- [EXERCISE] Return the data below verbatim, reproducing every line in its original order.

Labeled region records
○ ○ ○ ○

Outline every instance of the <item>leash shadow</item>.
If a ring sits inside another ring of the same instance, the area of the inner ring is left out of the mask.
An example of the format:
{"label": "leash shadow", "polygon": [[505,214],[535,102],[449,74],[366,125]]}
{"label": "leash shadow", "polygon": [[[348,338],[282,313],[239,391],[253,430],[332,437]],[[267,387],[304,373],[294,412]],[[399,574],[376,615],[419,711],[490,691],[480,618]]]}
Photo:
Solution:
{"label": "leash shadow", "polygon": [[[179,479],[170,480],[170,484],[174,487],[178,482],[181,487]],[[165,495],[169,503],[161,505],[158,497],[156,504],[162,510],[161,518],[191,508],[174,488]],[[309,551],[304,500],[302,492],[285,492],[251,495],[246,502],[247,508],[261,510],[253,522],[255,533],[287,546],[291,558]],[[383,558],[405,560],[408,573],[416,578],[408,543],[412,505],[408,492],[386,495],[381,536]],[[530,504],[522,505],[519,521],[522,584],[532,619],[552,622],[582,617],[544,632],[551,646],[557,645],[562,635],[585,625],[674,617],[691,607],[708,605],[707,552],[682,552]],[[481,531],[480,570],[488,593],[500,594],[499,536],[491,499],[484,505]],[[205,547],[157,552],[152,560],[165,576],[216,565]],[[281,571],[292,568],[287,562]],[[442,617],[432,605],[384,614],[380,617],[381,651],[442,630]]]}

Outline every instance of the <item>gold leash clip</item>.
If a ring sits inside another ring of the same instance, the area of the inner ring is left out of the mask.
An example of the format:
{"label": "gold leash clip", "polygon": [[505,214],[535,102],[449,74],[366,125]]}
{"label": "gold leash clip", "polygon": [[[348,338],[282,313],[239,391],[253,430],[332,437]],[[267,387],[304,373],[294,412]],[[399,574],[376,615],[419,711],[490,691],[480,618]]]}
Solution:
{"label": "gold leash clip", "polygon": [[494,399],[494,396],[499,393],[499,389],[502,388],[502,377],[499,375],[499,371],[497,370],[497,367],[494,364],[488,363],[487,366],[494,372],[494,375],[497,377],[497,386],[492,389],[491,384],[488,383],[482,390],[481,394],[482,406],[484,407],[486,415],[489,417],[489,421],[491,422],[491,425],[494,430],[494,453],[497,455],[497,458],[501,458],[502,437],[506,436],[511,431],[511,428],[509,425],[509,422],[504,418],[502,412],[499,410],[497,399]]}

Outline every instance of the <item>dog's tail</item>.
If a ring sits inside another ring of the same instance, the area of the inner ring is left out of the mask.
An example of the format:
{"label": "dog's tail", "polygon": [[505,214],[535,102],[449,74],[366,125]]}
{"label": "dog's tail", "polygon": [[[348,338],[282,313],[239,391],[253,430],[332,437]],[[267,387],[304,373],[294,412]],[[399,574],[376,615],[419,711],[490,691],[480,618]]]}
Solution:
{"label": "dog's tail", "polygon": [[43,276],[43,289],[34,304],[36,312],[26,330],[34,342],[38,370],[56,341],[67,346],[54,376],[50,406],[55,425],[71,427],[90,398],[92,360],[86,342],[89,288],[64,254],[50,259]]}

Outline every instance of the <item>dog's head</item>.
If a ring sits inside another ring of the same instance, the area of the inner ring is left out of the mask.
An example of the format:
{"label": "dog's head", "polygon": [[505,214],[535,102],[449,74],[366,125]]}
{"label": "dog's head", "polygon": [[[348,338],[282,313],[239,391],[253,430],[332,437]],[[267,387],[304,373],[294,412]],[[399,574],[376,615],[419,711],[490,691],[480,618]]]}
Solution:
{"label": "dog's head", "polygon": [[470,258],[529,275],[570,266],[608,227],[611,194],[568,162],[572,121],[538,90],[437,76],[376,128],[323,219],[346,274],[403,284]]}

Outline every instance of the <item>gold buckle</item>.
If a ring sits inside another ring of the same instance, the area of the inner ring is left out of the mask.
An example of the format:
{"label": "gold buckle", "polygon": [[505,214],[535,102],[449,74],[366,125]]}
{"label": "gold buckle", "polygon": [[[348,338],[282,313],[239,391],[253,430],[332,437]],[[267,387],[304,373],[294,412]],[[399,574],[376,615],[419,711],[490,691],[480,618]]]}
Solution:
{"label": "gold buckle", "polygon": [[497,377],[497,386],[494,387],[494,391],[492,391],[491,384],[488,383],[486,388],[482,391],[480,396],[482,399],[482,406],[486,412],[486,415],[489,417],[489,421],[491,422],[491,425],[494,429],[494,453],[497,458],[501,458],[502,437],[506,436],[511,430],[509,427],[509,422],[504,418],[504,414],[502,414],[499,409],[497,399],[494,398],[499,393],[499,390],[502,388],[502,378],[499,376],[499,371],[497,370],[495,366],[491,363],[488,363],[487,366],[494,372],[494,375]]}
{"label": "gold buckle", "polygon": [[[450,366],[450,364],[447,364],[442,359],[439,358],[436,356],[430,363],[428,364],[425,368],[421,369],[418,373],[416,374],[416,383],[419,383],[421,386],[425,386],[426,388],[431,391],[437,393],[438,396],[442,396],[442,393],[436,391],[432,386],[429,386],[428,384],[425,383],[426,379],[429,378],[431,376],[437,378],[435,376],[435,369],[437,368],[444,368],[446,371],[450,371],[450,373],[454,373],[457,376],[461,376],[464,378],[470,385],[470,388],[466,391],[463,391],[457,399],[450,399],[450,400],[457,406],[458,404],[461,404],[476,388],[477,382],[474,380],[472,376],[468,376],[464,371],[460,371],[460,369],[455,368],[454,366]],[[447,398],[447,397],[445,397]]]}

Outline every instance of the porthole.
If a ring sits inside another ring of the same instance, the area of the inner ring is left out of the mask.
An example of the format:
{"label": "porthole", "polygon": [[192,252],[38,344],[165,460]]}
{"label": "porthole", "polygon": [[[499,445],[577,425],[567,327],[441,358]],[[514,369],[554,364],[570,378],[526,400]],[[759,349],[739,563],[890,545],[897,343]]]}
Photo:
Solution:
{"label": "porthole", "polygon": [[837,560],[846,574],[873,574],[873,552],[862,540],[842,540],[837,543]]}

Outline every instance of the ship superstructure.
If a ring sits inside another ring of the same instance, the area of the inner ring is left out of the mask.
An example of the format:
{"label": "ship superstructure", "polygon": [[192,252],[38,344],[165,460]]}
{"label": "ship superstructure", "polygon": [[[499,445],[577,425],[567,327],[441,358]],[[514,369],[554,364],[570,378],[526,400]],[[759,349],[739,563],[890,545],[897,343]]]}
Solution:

○ ○ ○ ○

- [FULL ANSWER]
Outline every instance of the <item>leash shadow</item>.
If a ring sits inside another ring of the same instance, the area of the inner ring is left out of the mask.
An example of the format:
{"label": "leash shadow", "polygon": [[505,214],[535,102],[449,74],[366,125]]}
{"label": "leash shadow", "polygon": [[[348,338],[282,313],[239,391],[253,430],[332,437]],[[267,387],[304,373],[294,412]],[[399,574],[376,615],[419,711],[490,691],[480,618]]]}
Photo:
Solution:
{"label": "leash shadow", "polygon": [[[179,479],[170,480],[170,484],[174,487],[178,482],[181,487]],[[165,495],[169,503],[161,505],[158,497],[156,504],[162,510],[161,518],[191,508],[174,488]],[[309,551],[304,500],[302,492],[285,492],[251,495],[246,502],[247,508],[261,510],[253,522],[255,533],[287,546],[291,558]],[[383,558],[405,560],[408,573],[416,578],[408,543],[412,505],[408,492],[386,495],[381,536]],[[530,504],[522,505],[519,521],[522,584],[532,619],[552,622],[582,617],[544,632],[551,646],[557,645],[562,635],[585,625],[674,617],[691,607],[708,605],[707,552],[682,552]],[[481,531],[480,570],[488,593],[500,594],[499,536],[491,499],[484,505]],[[205,547],[157,552],[152,560],[165,576],[216,565]],[[281,571],[292,568],[287,562]],[[442,617],[432,605],[384,614],[380,617],[381,651],[442,630]]]}

Outline every instance of the <item>gold leash clip</item>.
If a ring sits inside another ring of the same instance, the area of the inner ring is left out of the mask.
An example of the format:
{"label": "gold leash clip", "polygon": [[505,214],[535,102],[449,74],[366,125]]}
{"label": "gold leash clip", "polygon": [[[348,338],[282,313],[239,391],[253,430],[332,437]],[[267,387],[304,373],[294,412]],[[399,574],[376,615],[419,711],[490,691],[480,618]]]}
Solution:
{"label": "gold leash clip", "polygon": [[494,399],[494,396],[499,393],[499,389],[502,388],[502,377],[499,375],[499,371],[497,370],[497,367],[494,364],[488,363],[487,366],[494,372],[494,375],[497,377],[497,386],[492,389],[491,384],[488,383],[482,390],[481,394],[482,406],[484,407],[486,415],[489,417],[489,421],[491,422],[491,425],[494,430],[494,453],[497,455],[497,458],[501,458],[502,437],[506,436],[511,431],[511,428],[509,425],[509,422],[504,418],[502,412],[499,410],[497,399]]}

Outline every instance of the <item>dog's tail</item>.
If a ring sits inside another ring of the same instance, the area of the inner ring is left out of the mask.
An example of the format:
{"label": "dog's tail", "polygon": [[505,214],[535,102],[449,74],[366,125]]}
{"label": "dog's tail", "polygon": [[[348,338],[282,313],[239,391],[253,430],[332,437]],[[267,387],[304,373],[294,412]],[[399,574],[376,615],[419,711],[490,691],[480,618]]]}
Solution:
{"label": "dog's tail", "polygon": [[43,276],[43,289],[34,304],[36,312],[26,330],[34,342],[38,370],[56,341],[67,346],[54,376],[50,406],[55,425],[71,427],[90,398],[92,360],[86,342],[89,288],[64,254],[50,259]]}

Outline every instance of the <item>dog's head</item>.
If a ring sits inside another ring of the same instance, the area of the inner ring is left out of the mask.
An example of the format:
{"label": "dog's head", "polygon": [[505,214],[535,102],[449,74],[366,125]]}
{"label": "dog's head", "polygon": [[[348,338],[282,313],[239,391],[253,430],[332,437]],[[267,387],[304,373],[294,412]],[[399,574],[376,615],[419,711],[490,691],[480,618]]]}
Solution:
{"label": "dog's head", "polygon": [[470,258],[529,275],[570,266],[608,227],[611,194],[568,162],[572,121],[538,90],[437,76],[376,128],[323,219],[346,274],[403,284]]}

Outline every instance of the <item>gold buckle</item>.
If a ring sits inside another ring of the same instance, the area of the inner ring is left out of the mask.
An example of the format:
{"label": "gold buckle", "polygon": [[505,214],[535,102],[449,74],[366,125]]}
{"label": "gold buckle", "polygon": [[[348,338],[282,313],[239,391],[253,430],[332,437]],[[267,387],[304,373],[294,412]],[[399,574],[376,615],[419,711],[490,691],[480,618]]]}
Solution:
{"label": "gold buckle", "polygon": [[497,377],[497,386],[494,387],[494,391],[492,391],[491,384],[488,383],[486,388],[482,391],[480,396],[482,399],[482,406],[486,412],[486,415],[489,417],[489,421],[491,422],[491,425],[494,429],[494,453],[497,458],[501,458],[502,437],[506,436],[511,430],[509,427],[509,422],[504,418],[504,414],[502,414],[499,409],[497,399],[494,398],[499,393],[499,390],[502,388],[502,378],[499,376],[499,371],[497,370],[495,366],[491,363],[488,363],[487,366],[494,372],[494,375]]}
{"label": "gold buckle", "polygon": [[[450,366],[450,364],[447,364],[442,359],[439,358],[436,356],[430,363],[428,364],[425,368],[421,369],[418,373],[416,374],[416,383],[419,383],[421,386],[425,386],[426,388],[431,391],[437,393],[438,396],[442,396],[442,393],[436,391],[432,386],[429,386],[428,384],[425,383],[426,379],[429,378],[431,376],[437,378],[435,376],[435,369],[437,368],[444,368],[446,371],[450,371],[450,373],[454,373],[457,376],[461,376],[464,378],[470,385],[470,388],[466,391],[463,391],[457,399],[450,399],[450,400],[457,406],[458,404],[461,404],[476,388],[477,382],[474,380],[472,376],[468,376],[464,371],[460,371],[460,369],[455,368],[454,366]],[[447,398],[447,397],[445,397]]]}

Outline every instance of the porthole.
If a ring sits inside another ring of the same instance, the area of the inner ring is left out of the mask.
An example of the format:
{"label": "porthole", "polygon": [[192,252],[38,344],[165,460]]}
{"label": "porthole", "polygon": [[[499,445],[577,425],[567,327],[441,358]],[[514,369],[554,364],[570,378],[526,400]],[[759,349],[739,563],[890,545],[897,343]]]}
Photo:
Solution:
{"label": "porthole", "polygon": [[837,560],[846,574],[873,574],[873,552],[862,540],[842,540],[837,543]]}

Outline every instance of the ship superstructure.
If a ring sits inside another ring of the same instance, the area of the inner ring is left out of the mask.
An example of the format:
{"label": "ship superstructure", "polygon": [[192,252],[38,344],[165,460]]}
{"label": "ship superstructure", "polygon": [[[499,445],[577,425],[567,327],[441,358]],[[514,369],[554,364],[570,378],[526,400]],[[759,349],[739,563],[890,545],[897,343]]]}
Solution:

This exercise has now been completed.